• _What to produce_
A word-for-word restatement of all the records is the required answer.

(Point-per-instance localization data)
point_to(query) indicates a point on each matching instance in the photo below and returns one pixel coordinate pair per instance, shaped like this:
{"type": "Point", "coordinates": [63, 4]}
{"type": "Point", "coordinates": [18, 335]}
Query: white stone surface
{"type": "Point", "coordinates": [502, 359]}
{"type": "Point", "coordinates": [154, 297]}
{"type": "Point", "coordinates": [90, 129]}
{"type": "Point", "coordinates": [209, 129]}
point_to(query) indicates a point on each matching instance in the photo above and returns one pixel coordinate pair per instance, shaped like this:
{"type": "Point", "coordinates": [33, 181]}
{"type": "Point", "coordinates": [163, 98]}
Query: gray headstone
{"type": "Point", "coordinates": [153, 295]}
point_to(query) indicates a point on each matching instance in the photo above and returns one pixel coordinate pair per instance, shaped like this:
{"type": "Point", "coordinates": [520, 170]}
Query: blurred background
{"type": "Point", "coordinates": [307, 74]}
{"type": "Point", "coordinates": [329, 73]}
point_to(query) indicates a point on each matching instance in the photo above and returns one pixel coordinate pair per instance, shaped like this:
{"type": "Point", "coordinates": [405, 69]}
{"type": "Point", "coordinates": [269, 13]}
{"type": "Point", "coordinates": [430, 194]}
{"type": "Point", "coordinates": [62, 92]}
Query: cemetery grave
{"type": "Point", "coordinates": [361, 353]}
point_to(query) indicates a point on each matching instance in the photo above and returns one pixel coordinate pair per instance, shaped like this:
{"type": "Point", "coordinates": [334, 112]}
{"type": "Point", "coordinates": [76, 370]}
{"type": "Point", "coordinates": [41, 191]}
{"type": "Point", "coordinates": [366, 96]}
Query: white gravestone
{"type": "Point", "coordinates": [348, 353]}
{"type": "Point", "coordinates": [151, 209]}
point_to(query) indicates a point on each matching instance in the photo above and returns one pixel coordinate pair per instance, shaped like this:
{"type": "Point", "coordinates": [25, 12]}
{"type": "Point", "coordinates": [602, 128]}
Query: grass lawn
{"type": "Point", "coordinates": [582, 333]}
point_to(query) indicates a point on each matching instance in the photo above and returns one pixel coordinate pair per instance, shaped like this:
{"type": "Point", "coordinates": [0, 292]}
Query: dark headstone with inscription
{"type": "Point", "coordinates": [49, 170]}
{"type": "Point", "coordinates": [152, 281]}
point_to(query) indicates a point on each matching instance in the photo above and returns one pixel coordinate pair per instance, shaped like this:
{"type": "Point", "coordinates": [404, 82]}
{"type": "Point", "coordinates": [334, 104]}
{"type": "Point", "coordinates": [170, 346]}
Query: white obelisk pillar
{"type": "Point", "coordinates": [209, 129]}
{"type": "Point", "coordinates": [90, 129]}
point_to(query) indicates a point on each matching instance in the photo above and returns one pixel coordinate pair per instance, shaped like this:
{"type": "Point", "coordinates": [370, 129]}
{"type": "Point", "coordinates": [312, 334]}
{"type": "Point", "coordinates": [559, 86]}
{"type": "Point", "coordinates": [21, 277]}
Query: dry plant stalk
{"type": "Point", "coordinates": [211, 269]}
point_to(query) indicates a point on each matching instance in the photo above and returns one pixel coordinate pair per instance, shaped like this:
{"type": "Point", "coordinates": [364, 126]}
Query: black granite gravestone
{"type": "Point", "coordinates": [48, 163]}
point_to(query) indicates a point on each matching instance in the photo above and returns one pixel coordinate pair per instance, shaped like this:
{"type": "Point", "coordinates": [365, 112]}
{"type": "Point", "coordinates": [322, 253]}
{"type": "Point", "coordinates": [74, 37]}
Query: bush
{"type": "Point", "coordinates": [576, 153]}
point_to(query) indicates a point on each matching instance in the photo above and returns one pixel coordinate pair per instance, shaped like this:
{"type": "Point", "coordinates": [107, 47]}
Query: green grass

• _Exercise answer_
point_to(query) indicates a point on each matching instance in the photo below and returns one pixel coordinate pair per instance, shaped like this:
{"type": "Point", "coordinates": [63, 4]}
{"type": "Point", "coordinates": [18, 335]}
Query: white stone surface
{"type": "Point", "coordinates": [502, 359]}
{"type": "Point", "coordinates": [154, 297]}
{"type": "Point", "coordinates": [90, 129]}
{"type": "Point", "coordinates": [209, 129]}
point_to(query) indicates a point on each matching instance in the photo above and returns one pixel coordinate pair per instance, shaped like this:
{"type": "Point", "coordinates": [33, 181]}
{"type": "Point", "coordinates": [163, 98]}
Query: gray headstone
{"type": "Point", "coordinates": [153, 295]}
point_to(query) indicates a point on each matching instance in the photo above and returns one pixel coordinate pair per instance, shaped like this:
{"type": "Point", "coordinates": [520, 170]}
Query: blurred background
{"type": "Point", "coordinates": [307, 74]}
{"type": "Point", "coordinates": [329, 73]}
point_to(query) indicates a point on each matching instance in the photo above and returns one pixel coordinate pair per instance, shaped like this:
{"type": "Point", "coordinates": [405, 69]}
{"type": "Point", "coordinates": [269, 13]}
{"type": "Point", "coordinates": [430, 194]}
{"type": "Point", "coordinates": [62, 92]}
Query: cemetery grave
{"type": "Point", "coordinates": [361, 353]}
point_to(query) indicates a point on each matching instance in the photo above and returns one pixel coordinate pair per instance, shaped like this:
{"type": "Point", "coordinates": [334, 112]}
{"type": "Point", "coordinates": [76, 370]}
{"type": "Point", "coordinates": [41, 191]}
{"type": "Point", "coordinates": [366, 96]}
Query: white gravestone
{"type": "Point", "coordinates": [348, 353]}
{"type": "Point", "coordinates": [151, 209]}
point_to(query) indicates a point on each matching instance in the photo above and returns one pixel coordinate pair per instance, shaped like this:
{"type": "Point", "coordinates": [25, 12]}
{"type": "Point", "coordinates": [602, 128]}
Query: grass lawn
{"type": "Point", "coordinates": [582, 333]}
point_to(query) indicates a point on each matching instance in the photo above and returns one pixel coordinate pair per instance, shaped like this:
{"type": "Point", "coordinates": [0, 292]}
Query: dark headstone with inscription
{"type": "Point", "coordinates": [49, 170]}
{"type": "Point", "coordinates": [152, 281]}
point_to(query) indicates a point on each matching instance in the photo above and returns one pixel coordinate pair per instance, shaped like this:
{"type": "Point", "coordinates": [404, 82]}
{"type": "Point", "coordinates": [334, 104]}
{"type": "Point", "coordinates": [170, 346]}
Query: white obelisk pillar
{"type": "Point", "coordinates": [209, 129]}
{"type": "Point", "coordinates": [90, 129]}
point_to(query) indicates a point on each matching instance in the photo above and returns one pixel coordinate pair per instance, shaped like this:
{"type": "Point", "coordinates": [370, 129]}
{"type": "Point", "coordinates": [312, 334]}
{"type": "Point", "coordinates": [559, 86]}
{"type": "Point", "coordinates": [21, 277]}
Query: dry plant stalk
{"type": "Point", "coordinates": [211, 269]}
point_to(query) indicates a point on each matching instance in the photo above and returns one pixel coordinate pair per instance, shaped like this:
{"type": "Point", "coordinates": [364, 126]}
Query: black granite gravestone
{"type": "Point", "coordinates": [48, 163]}
point_to(query) indicates a point on each matching instance in the photo above and returns one pixel coordinate pair per instance, shaped like this:
{"type": "Point", "coordinates": [365, 112]}
{"type": "Point", "coordinates": [322, 253]}
{"type": "Point", "coordinates": [74, 37]}
Query: bush
{"type": "Point", "coordinates": [576, 153]}
point_to(query) indicates a point on each matching instance in the photo above and returns one pixel coordinate pair per instance, shaped like this:
{"type": "Point", "coordinates": [107, 47]}
Query: green grass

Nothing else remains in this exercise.